------ Quoted text ------

3.    (SBU) Inflation has been high during the Rajapaksa years, particularly in utilities and basic foodstuffs. The Colombo Consumer Price Index (CCPI) increased by a total of 59% between December 2005 and November 2009, although inflation fell sharply in 2009.  Increases in utility and food prices have often exceeded general inflation. For example, from December 2005 to December 2009, electricity prices went up 111%, LPG cooking gas rose by 95%, gasoline (63%), Kerosene (103%), while diesel prices rose by a relatively moderate 40%. As to basic foodstuffs, prices rose from June 2007 to December 2009 very quickly for some items, such as white rice (81%), wheat flour (125%), lentils (117%), onions (167%); prices rose more moderately for others, including bread (48%), sugar (37%), coconut (52%), full cream milk powder (38%), and chicken (33%);  and prices declined by 1% for potatoes. These price increases are likely to hurt the poor most, since they spend a higher percentage of their income on essentials. (Note. The Central Government does not collect inflation statistics outside of Colombo, but with trade on an island it is likely that prices throughout Sri Lanka follow the same pattern. End Note.)  Some inflation increases were due to worldwide commodity price increases, such as oil, beyond the GSL control.
4.     (U) According to Central Bank statistics, Sri Lanka has a total work force of 7.6 million workers, of whom1.2 million are government employees, 3.3 million have private sector jobs, 200,000 are employers, 2.1 million are self employed, and 800,000 are unpaid family members.  Moreover, 2.9 million workers are employed in the formal sector (government and private) and 4.6 million are employed in informal jobs.
5.    (SBU) Although the government statistics are incomplete, it appears that after inflation government employees and informal workers lost purchasing power, while the picture for private sector employees is mixed. Central Bank statistics show that government workers lost 8% of their real earning power from 2006 to 2008. Government workers received large nominal salary increases in 2007-2008, but none in 2009 due to costs at the end of the war, so although 2009 inflation is low, these workers have lost even more purchasing power. Government employees are paid a minimum of 11,000 Rs per month (approximately $97 USD), while private sector minimum wages are less, at 6,750 Rs per month ($60 USD), so they would be hurt more by inflation. Central Bank figures do not include a wage survey of all private sector employees, but the minimum wage rates in the private sector increased by 7% from 2006 to 2008. Our contacts doubt that real private sector wage rates actually increased during 2006-2008, and anecdotally private wages declined in 2009 due to the pressure of job losses arising from the global recession. Wages in the informal sector, which covers 69% of the workers, have declined according to Central Banks statistics. Real wages in the construction industry fell 5-7% from 2006 to 2008; in agriculture, tea workers lost ground (-8% for men and -10% for women), while male rice paddy farmers received 1.7% more in real wages and female paddy farmers lost 6.6%. Our contacts believe that informal workers in urban areas also lost purchasing power.

------ Items ------

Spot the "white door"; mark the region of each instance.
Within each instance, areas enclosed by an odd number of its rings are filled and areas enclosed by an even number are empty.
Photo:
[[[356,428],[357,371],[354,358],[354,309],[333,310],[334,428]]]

------
------ Items ------

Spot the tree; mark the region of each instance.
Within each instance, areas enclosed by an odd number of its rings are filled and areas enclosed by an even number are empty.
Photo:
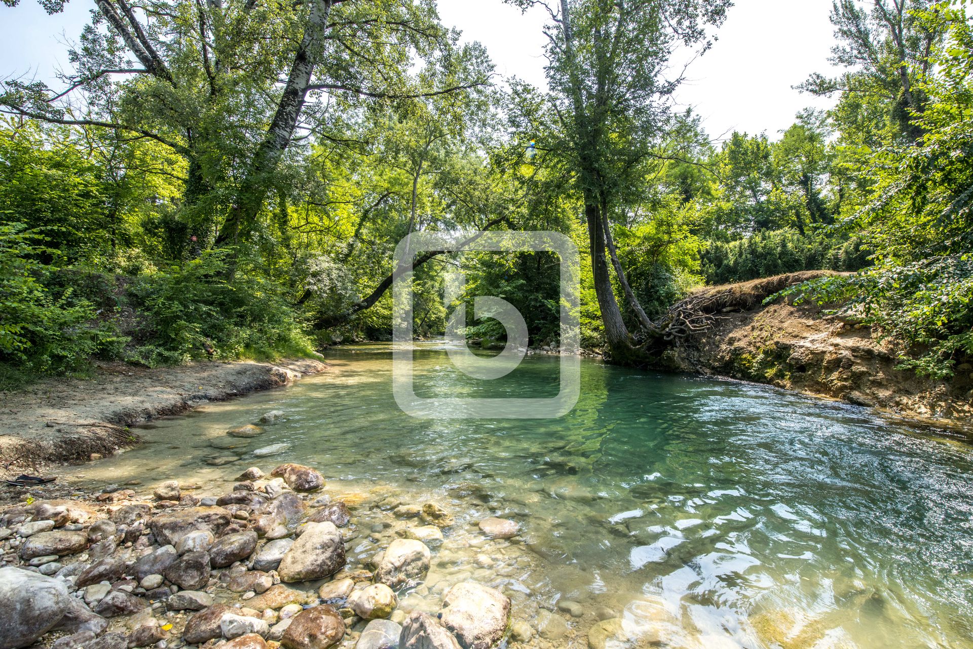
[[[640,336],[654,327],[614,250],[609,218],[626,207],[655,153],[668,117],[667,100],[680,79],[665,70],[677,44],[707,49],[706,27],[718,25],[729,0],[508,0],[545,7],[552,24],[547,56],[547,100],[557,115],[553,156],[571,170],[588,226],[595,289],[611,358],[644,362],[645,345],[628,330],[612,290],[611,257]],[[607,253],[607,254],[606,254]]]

------
------ Items ------

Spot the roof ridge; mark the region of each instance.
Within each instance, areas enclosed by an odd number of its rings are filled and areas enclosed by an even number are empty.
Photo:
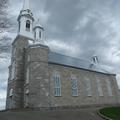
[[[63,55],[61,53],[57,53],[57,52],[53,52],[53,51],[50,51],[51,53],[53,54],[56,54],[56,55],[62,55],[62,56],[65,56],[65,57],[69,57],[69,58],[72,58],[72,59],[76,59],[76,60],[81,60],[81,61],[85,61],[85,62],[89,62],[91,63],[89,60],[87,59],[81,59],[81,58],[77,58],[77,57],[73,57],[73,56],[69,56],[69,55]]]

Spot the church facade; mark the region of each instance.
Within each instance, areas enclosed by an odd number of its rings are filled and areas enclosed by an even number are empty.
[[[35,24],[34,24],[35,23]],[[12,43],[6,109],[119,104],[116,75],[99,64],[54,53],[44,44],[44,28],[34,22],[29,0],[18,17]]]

------

(Given exercise A):
Answer these questions using the text on Sri Lanka's inflation and wages:
(i) By what percentage did electricity prices rise from December 2005 to December 2009?
(ii) According to Central Bank statistics, how large is Sri Lanka's total work force?
(iii) What is the minimum monthly pay for government employees, in rupees?
(Given exercise B):
Reproduce word for word the part of the text on Sri Lanka's inflation and wages starting at "4.     (U) According" and ending at "in informal jobs.".

(Correct answer A):
(i) 111%
(ii) 7.6 million workers
(iii) 11,000 Rs per month

(Correct answer B):
4.     (U) According to Central Bank statistics, Sri Lanka has a total work force of 7.6 million workers, of whom1.2 million are government employees, 3.3 million have private sector jobs, 200,000 are employers, 2.1 million are self employed, and 800,000 are unpaid family members.  Moreover, 2.9 million workers are employed in the formal sector (government and private) and 4.6 million are employed in informal jobs.